▶ _Data for this task_:
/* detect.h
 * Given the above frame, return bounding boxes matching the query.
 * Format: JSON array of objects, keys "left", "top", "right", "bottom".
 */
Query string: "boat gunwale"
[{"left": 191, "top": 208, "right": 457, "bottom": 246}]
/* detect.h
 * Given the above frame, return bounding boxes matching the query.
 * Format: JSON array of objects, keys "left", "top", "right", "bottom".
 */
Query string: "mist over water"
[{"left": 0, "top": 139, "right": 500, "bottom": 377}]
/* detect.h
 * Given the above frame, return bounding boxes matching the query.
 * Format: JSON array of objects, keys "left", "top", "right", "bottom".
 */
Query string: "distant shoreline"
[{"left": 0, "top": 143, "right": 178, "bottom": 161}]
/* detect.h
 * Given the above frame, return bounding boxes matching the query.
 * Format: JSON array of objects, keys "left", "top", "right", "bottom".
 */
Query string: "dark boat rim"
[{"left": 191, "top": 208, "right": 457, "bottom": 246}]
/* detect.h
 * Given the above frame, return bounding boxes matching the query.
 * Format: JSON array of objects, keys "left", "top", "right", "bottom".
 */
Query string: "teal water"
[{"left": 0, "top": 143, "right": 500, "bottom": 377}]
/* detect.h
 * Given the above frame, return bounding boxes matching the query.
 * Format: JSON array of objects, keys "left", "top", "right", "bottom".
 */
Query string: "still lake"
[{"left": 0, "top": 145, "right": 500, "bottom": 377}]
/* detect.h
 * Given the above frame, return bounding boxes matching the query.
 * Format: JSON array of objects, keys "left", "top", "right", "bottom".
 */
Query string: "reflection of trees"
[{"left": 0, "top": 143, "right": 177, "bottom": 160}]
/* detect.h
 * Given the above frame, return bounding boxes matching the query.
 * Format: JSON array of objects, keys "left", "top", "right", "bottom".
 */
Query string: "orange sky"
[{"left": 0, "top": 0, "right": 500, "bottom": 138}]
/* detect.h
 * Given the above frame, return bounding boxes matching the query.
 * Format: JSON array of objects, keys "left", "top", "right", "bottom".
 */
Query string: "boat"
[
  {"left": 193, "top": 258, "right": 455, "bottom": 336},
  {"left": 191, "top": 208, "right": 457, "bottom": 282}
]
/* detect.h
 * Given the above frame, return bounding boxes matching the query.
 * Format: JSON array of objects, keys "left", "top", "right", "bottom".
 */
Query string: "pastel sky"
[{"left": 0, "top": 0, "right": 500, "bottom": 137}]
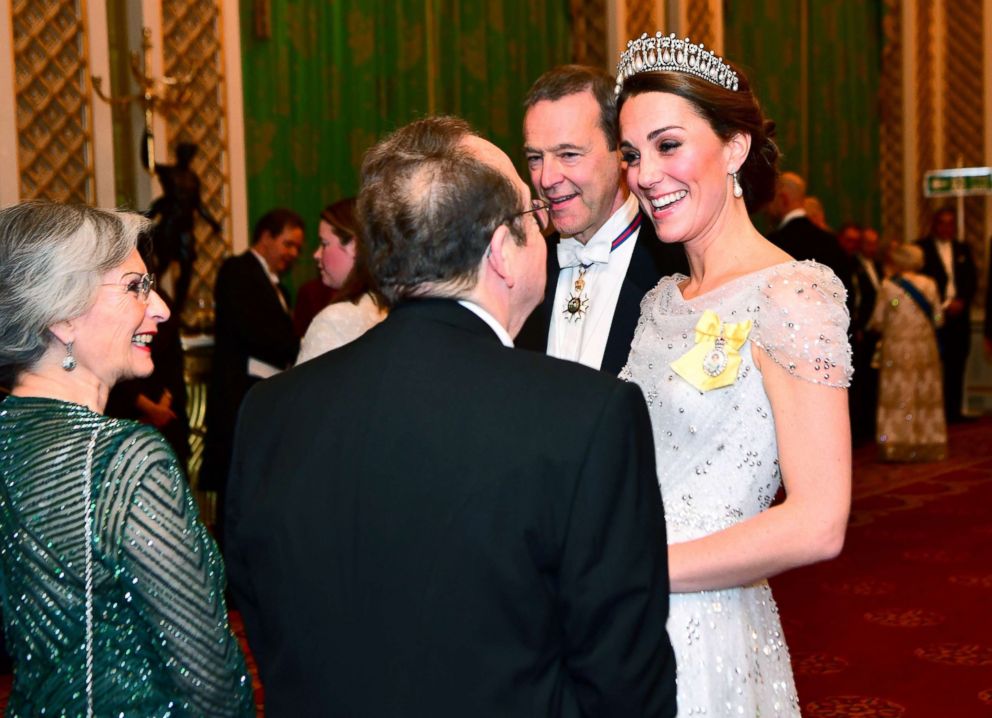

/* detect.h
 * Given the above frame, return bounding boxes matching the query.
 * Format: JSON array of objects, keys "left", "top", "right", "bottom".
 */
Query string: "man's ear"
[{"left": 485, "top": 224, "right": 515, "bottom": 287}]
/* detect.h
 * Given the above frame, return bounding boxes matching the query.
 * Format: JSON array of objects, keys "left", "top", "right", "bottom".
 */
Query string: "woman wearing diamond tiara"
[{"left": 617, "top": 33, "right": 852, "bottom": 716}]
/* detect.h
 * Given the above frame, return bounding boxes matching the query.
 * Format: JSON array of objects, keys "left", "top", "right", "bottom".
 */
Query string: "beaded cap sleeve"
[
  {"left": 751, "top": 261, "right": 854, "bottom": 387},
  {"left": 620, "top": 262, "right": 851, "bottom": 718}
]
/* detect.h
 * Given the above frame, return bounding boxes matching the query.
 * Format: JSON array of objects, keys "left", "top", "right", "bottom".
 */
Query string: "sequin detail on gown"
[
  {"left": 0, "top": 397, "right": 255, "bottom": 718},
  {"left": 620, "top": 262, "right": 852, "bottom": 718}
]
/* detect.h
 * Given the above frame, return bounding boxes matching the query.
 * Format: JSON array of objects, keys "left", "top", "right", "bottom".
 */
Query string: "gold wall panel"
[
  {"left": 569, "top": 0, "right": 617, "bottom": 69},
  {"left": 902, "top": 2, "right": 937, "bottom": 240},
  {"left": 162, "top": 0, "right": 231, "bottom": 323},
  {"left": 11, "top": 0, "right": 96, "bottom": 203},
  {"left": 621, "top": 0, "right": 660, "bottom": 42},
  {"left": 878, "top": 0, "right": 906, "bottom": 241},
  {"left": 941, "top": 0, "right": 988, "bottom": 257}
]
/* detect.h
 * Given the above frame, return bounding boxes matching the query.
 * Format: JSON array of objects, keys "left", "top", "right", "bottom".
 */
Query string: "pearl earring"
[
  {"left": 62, "top": 342, "right": 76, "bottom": 371},
  {"left": 730, "top": 172, "right": 744, "bottom": 199}
]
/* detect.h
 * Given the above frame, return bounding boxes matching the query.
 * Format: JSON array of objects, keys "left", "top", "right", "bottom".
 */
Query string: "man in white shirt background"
[{"left": 517, "top": 65, "right": 688, "bottom": 374}]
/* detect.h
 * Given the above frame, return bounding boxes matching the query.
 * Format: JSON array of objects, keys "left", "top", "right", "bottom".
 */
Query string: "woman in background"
[
  {"left": 296, "top": 197, "right": 386, "bottom": 364},
  {"left": 868, "top": 244, "right": 947, "bottom": 461},
  {"left": 0, "top": 201, "right": 255, "bottom": 717}
]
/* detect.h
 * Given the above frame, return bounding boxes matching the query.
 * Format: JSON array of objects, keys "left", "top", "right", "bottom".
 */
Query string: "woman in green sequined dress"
[{"left": 0, "top": 202, "right": 255, "bottom": 718}]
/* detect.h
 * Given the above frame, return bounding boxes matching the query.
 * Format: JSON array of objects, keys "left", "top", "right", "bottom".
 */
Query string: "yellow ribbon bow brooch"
[{"left": 672, "top": 309, "right": 751, "bottom": 391}]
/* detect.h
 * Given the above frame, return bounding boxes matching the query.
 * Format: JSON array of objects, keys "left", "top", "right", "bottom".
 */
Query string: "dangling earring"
[{"left": 62, "top": 342, "right": 76, "bottom": 371}]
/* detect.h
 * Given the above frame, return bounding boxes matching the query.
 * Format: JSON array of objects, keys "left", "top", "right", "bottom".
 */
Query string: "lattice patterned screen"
[
  {"left": 11, "top": 0, "right": 96, "bottom": 203},
  {"left": 878, "top": 0, "right": 906, "bottom": 241},
  {"left": 162, "top": 0, "right": 231, "bottom": 323},
  {"left": 570, "top": 0, "right": 616, "bottom": 68},
  {"left": 942, "top": 0, "right": 988, "bottom": 257}
]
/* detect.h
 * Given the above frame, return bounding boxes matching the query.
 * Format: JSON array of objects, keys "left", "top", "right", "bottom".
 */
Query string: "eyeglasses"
[
  {"left": 513, "top": 199, "right": 551, "bottom": 234},
  {"left": 101, "top": 272, "right": 155, "bottom": 304}
]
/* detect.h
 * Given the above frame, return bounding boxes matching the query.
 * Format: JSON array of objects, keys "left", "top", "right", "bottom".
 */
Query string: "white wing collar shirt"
[{"left": 547, "top": 195, "right": 641, "bottom": 369}]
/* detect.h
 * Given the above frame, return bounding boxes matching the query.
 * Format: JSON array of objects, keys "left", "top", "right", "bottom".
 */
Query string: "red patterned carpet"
[
  {"left": 772, "top": 418, "right": 992, "bottom": 718},
  {"left": 0, "top": 417, "right": 992, "bottom": 718}
]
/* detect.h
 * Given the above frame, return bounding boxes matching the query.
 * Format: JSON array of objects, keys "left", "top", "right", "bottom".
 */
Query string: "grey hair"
[{"left": 0, "top": 200, "right": 150, "bottom": 382}]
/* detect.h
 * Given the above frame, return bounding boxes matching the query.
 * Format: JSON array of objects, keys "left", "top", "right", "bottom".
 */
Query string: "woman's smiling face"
[
  {"left": 70, "top": 250, "right": 169, "bottom": 389},
  {"left": 620, "top": 92, "right": 736, "bottom": 248}
]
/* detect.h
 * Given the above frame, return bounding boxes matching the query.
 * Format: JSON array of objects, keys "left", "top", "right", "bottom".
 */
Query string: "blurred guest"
[
  {"left": 200, "top": 209, "right": 303, "bottom": 546},
  {"left": 919, "top": 207, "right": 978, "bottom": 423},
  {"left": 837, "top": 222, "right": 877, "bottom": 444},
  {"left": 803, "top": 197, "right": 833, "bottom": 232},
  {"left": 141, "top": 142, "right": 221, "bottom": 321},
  {"left": 842, "top": 227, "right": 883, "bottom": 444},
  {"left": 293, "top": 274, "right": 335, "bottom": 339},
  {"left": 296, "top": 198, "right": 386, "bottom": 364},
  {"left": 870, "top": 244, "right": 947, "bottom": 461},
  {"left": 0, "top": 202, "right": 255, "bottom": 717},
  {"left": 766, "top": 172, "right": 851, "bottom": 287}
]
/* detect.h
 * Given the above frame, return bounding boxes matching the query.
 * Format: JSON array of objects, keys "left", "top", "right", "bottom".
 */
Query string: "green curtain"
[
  {"left": 241, "top": 0, "right": 571, "bottom": 296},
  {"left": 724, "top": 0, "right": 882, "bottom": 228}
]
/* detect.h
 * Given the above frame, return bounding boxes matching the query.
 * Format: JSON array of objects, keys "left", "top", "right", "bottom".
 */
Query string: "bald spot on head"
[{"left": 458, "top": 135, "right": 530, "bottom": 201}]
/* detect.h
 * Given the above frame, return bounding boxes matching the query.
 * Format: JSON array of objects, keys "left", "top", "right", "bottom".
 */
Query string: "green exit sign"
[{"left": 923, "top": 167, "right": 992, "bottom": 197}]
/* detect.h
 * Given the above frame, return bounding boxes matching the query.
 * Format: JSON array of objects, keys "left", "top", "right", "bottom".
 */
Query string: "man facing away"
[
  {"left": 227, "top": 118, "right": 675, "bottom": 718},
  {"left": 518, "top": 65, "right": 689, "bottom": 375}
]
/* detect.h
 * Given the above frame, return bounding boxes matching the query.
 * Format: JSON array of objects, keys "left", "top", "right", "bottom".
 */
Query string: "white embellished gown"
[{"left": 620, "top": 262, "right": 852, "bottom": 718}]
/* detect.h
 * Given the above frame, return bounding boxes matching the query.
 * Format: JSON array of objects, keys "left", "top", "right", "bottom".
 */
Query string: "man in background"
[
  {"left": 200, "top": 209, "right": 303, "bottom": 545},
  {"left": 919, "top": 207, "right": 978, "bottom": 424},
  {"left": 767, "top": 172, "right": 851, "bottom": 291}
]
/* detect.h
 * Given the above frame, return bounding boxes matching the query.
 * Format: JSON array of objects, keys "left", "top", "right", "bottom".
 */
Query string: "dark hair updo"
[{"left": 617, "top": 60, "right": 779, "bottom": 212}]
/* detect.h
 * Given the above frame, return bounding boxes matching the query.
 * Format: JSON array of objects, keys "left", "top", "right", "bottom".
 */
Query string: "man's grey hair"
[
  {"left": 358, "top": 117, "right": 526, "bottom": 304},
  {"left": 0, "top": 200, "right": 149, "bottom": 382}
]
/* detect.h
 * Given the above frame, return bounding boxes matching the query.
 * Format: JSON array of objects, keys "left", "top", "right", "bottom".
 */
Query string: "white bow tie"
[{"left": 558, "top": 237, "right": 610, "bottom": 269}]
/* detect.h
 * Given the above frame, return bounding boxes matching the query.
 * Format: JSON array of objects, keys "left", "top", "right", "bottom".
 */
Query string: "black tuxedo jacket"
[
  {"left": 226, "top": 300, "right": 675, "bottom": 718},
  {"left": 768, "top": 217, "right": 852, "bottom": 293},
  {"left": 200, "top": 251, "right": 300, "bottom": 489},
  {"left": 514, "top": 211, "right": 689, "bottom": 376},
  {"left": 917, "top": 237, "right": 978, "bottom": 306}
]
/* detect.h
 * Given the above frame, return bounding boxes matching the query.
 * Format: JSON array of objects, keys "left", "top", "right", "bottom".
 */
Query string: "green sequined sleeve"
[{"left": 107, "top": 427, "right": 255, "bottom": 716}]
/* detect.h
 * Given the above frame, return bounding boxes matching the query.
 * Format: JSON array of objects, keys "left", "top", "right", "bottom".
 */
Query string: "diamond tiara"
[{"left": 616, "top": 32, "right": 737, "bottom": 95}]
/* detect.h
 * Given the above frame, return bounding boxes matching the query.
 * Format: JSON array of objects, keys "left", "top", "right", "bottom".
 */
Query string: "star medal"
[
  {"left": 703, "top": 337, "right": 727, "bottom": 377},
  {"left": 562, "top": 267, "right": 589, "bottom": 322}
]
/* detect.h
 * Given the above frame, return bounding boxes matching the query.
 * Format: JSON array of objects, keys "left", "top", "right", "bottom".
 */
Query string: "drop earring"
[{"left": 62, "top": 342, "right": 76, "bottom": 371}]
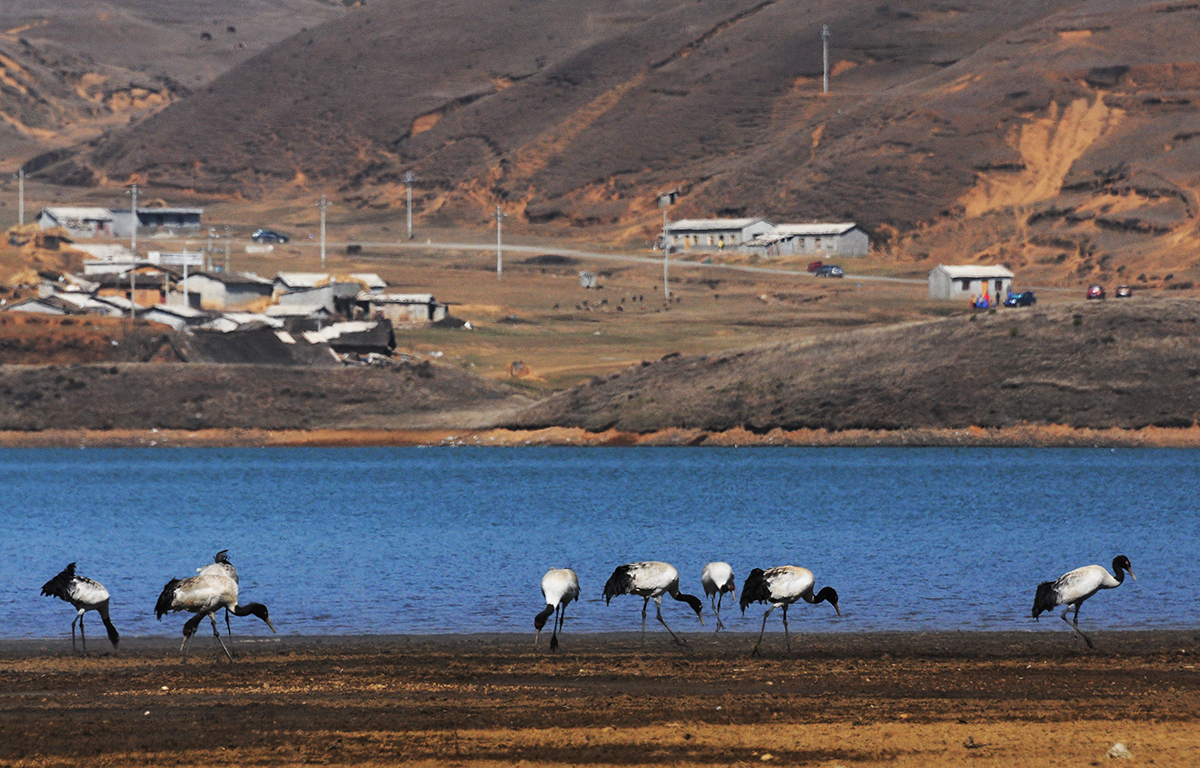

▶ _What is needed_: Locate each line in the rows above that contains the string "woman", treating uppercase and lowercase as different, and copy those lines out in full.

▶ _Answer_:
Query string: "woman wearing diamond tiara"
Query string: "woman in background"
Query string: "woman in green sequined dress"
Query string: "woman's smiling face"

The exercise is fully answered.